**Questions on the material:**
- a) In the meditation myth-busters text, what are we really doing when we sit, pause, or lie down to meditate?
- b) Name every item the meditation myth-busters text says we notice when meditating with the technique of mindfulness.
- c) Extend the meditation myth-busters text, starting after its final sentence.

Meditation Myth Busters
Ok, let’s do this. Let’s bust the myths flying around out there about meditation.
Myth Buster: We’re all meditating
Technically, meditation is a word that refers to when you’re in the state of meditation. When we sit, or pause or lie down (yes that’s allowed) to meditate, what we are really doing is creating a space and condition for meditation to occur.
Meditation happens when we are at one with whatever is going inwardly and outwardly.
But most of us, nearly without exception (Dalai Lama, Buddha and God being the exceptions) have to practice meditation for it to occur. It’s that ‘practising’ that we now call just meditation.
Still with me? Good. Next.
Myth Buster: Meditation empties your mind or requires you to clear your thoughts
Meditation is exploring. It’s not a fixed destination. Your head doesn’t become vacuumed free of thought, empty and undistracted. It’s a special place where each and every moment is momentous, whatever arises.
When we meditate using the technique of mindfulness – noticing our judgments, feelings, thoughts, associations and inviting ourselves to allow for them while discovering something beyond thought, past, future and association – we venture into the workings of our minds and begin to understand how and why we function as we do.

**Provided material:**
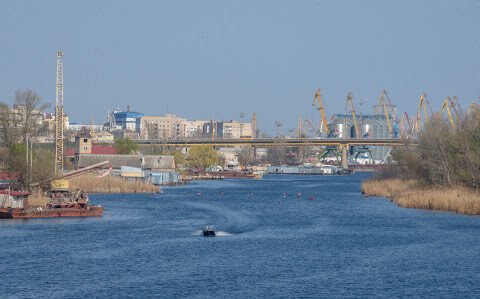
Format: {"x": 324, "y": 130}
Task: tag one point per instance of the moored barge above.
{"x": 14, "y": 205}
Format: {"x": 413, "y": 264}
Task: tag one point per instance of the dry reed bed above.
{"x": 409, "y": 194}
{"x": 109, "y": 184}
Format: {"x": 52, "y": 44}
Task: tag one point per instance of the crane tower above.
{"x": 59, "y": 116}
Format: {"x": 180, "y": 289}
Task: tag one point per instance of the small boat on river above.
{"x": 209, "y": 231}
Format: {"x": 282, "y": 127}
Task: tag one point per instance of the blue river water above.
{"x": 273, "y": 241}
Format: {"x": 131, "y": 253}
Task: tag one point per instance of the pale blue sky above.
{"x": 201, "y": 58}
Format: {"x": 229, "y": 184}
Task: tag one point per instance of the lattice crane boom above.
{"x": 317, "y": 100}
{"x": 354, "y": 116}
{"x": 447, "y": 103}
{"x": 59, "y": 116}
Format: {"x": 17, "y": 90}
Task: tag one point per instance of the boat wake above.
{"x": 217, "y": 233}
{"x": 233, "y": 222}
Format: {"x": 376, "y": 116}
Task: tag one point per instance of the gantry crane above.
{"x": 382, "y": 103}
{"x": 59, "y": 119}
{"x": 318, "y": 104}
{"x": 254, "y": 125}
{"x": 405, "y": 126}
{"x": 446, "y": 105}
{"x": 354, "y": 116}
{"x": 422, "y": 106}
{"x": 474, "y": 109}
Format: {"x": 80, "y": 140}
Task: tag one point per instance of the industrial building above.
{"x": 369, "y": 126}
{"x": 124, "y": 120}
{"x": 161, "y": 127}
{"x": 228, "y": 129}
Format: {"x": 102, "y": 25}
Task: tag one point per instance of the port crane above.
{"x": 390, "y": 116}
{"x": 59, "y": 116}
{"x": 422, "y": 106}
{"x": 405, "y": 126}
{"x": 446, "y": 105}
{"x": 318, "y": 104}
{"x": 354, "y": 116}
{"x": 474, "y": 109}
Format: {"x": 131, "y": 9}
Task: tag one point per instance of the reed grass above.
{"x": 110, "y": 184}
{"x": 410, "y": 194}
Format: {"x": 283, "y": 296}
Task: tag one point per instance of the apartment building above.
{"x": 161, "y": 127}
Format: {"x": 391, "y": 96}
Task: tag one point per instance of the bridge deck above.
{"x": 278, "y": 141}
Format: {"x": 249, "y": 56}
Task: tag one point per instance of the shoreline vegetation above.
{"x": 109, "y": 184}
{"x": 440, "y": 172}
{"x": 411, "y": 194}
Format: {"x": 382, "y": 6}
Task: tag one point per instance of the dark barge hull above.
{"x": 19, "y": 213}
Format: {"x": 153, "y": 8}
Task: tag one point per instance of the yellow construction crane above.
{"x": 447, "y": 104}
{"x": 405, "y": 126}
{"x": 422, "y": 106}
{"x": 318, "y": 104}
{"x": 474, "y": 109}
{"x": 382, "y": 102}
{"x": 354, "y": 116}
{"x": 59, "y": 116}
{"x": 254, "y": 125}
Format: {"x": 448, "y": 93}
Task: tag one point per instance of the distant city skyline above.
{"x": 216, "y": 59}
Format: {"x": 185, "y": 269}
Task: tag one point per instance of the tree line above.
{"x": 446, "y": 154}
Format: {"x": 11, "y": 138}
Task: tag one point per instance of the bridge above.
{"x": 342, "y": 144}
{"x": 268, "y": 142}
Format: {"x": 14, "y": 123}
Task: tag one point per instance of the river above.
{"x": 273, "y": 241}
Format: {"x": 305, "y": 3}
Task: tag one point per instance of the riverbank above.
{"x": 110, "y": 184}
{"x": 410, "y": 194}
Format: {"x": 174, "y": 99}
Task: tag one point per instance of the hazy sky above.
{"x": 204, "y": 58}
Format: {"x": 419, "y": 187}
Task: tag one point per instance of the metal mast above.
{"x": 59, "y": 116}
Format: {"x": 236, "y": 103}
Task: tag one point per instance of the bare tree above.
{"x": 29, "y": 108}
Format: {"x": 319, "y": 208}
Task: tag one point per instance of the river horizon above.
{"x": 282, "y": 236}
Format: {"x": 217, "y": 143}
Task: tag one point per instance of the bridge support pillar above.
{"x": 344, "y": 148}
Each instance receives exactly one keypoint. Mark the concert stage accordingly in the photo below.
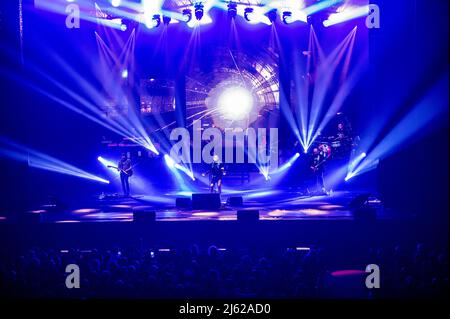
(273, 205)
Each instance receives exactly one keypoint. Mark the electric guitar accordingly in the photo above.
(315, 168)
(128, 172)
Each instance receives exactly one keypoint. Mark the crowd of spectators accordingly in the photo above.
(212, 272)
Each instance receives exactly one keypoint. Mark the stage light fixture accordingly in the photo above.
(272, 15)
(287, 17)
(232, 10)
(187, 14)
(156, 20)
(115, 3)
(235, 103)
(166, 20)
(248, 13)
(198, 11)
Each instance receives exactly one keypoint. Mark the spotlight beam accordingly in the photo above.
(431, 108)
(43, 161)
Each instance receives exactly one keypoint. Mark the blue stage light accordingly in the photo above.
(166, 20)
(248, 14)
(198, 11)
(43, 161)
(115, 3)
(272, 15)
(232, 10)
(169, 161)
(187, 15)
(227, 103)
(287, 17)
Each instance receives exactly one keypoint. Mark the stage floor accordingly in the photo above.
(272, 204)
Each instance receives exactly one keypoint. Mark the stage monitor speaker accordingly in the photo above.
(235, 201)
(206, 201)
(144, 216)
(183, 202)
(359, 201)
(361, 209)
(248, 215)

**Answers given:**
- a) We are creating a space and condition for meditation to occur.

- b) Judgments, feelings, thoughts, and associations.

- c)
Myth Buster: Meditation will make life more peaceful and solve the world’s problems
Meditation does not fix anything.
Sure, there are a tonne of studies and claims out there on what meditation does (and all those social media posts) – meditation will cure food cravings, give you better sex, create world peace, improve your sports performance, make you zen-like…
The thing is, it’s not possible to point to meditation as the cure or cause for outcomes because as amazing as modern science is nowadays, it cannot and does not take into account the whole person (or whole being as I like to call us). Your past, history, predisposition, life circumstances, who ‘you’ as a unique spirit in bodily form are will collectively contribute to the effects of meditation on your inner and outer life.
Myth Buster: Meditation takes time and is not a priority when you have so many other important things to do
Er… well for a start regular meditation practice rejuvenates and can even grow new cells in the body, contributing to the anti-ageing affect of the whole body. So really, meditation can BUY you more time.
Don’t have half an hour every day? You don’t need it. Just 10 minutes a day, be that chanting, breathing, or mindfully drinking your tea, is scientifically proven to bring you mental and physical benefit.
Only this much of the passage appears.